* _Instructions for the task_: Render the material as a Markdown table with a Row column for the row number and a Line column for the line, starting at the first line and stopping after the line that contains "(255, 173), (311, 225)", with blank lines left out.

#### Data rows

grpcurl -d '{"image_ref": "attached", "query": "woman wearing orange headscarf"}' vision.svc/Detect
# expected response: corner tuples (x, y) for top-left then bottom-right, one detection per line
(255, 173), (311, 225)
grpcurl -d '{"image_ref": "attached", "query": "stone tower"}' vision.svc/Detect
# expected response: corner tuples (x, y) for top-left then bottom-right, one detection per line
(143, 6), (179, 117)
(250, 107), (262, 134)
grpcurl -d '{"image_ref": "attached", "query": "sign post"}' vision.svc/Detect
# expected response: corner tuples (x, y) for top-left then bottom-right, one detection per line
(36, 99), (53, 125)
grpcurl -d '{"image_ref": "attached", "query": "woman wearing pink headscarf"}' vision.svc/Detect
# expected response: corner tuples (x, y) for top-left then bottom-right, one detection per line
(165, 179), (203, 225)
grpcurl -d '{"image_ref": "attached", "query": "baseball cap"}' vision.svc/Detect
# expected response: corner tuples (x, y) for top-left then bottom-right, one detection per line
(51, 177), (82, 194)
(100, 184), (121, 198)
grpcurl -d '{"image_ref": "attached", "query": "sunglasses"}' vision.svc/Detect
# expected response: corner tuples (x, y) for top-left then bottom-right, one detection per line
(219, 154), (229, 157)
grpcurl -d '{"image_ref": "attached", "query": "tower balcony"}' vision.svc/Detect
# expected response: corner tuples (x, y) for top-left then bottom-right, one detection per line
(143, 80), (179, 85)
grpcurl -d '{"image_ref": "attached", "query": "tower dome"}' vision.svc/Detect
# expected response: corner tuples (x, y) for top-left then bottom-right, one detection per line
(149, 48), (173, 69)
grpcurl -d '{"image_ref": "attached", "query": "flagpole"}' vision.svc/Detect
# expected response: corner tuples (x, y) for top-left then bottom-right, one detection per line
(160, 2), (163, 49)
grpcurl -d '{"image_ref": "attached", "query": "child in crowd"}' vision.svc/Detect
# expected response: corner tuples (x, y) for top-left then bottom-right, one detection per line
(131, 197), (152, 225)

########

* _Response to this exercise_:
| Row | Line |
|---|---|
| 1 | grpcurl -d '{"image_ref": "attached", "query": "woman wearing orange headscarf"}' vision.svc/Detect |
| 2 | # expected response: corner tuples (x, y) for top-left then bottom-right, one detection per line |
| 3 | (255, 173), (311, 225) |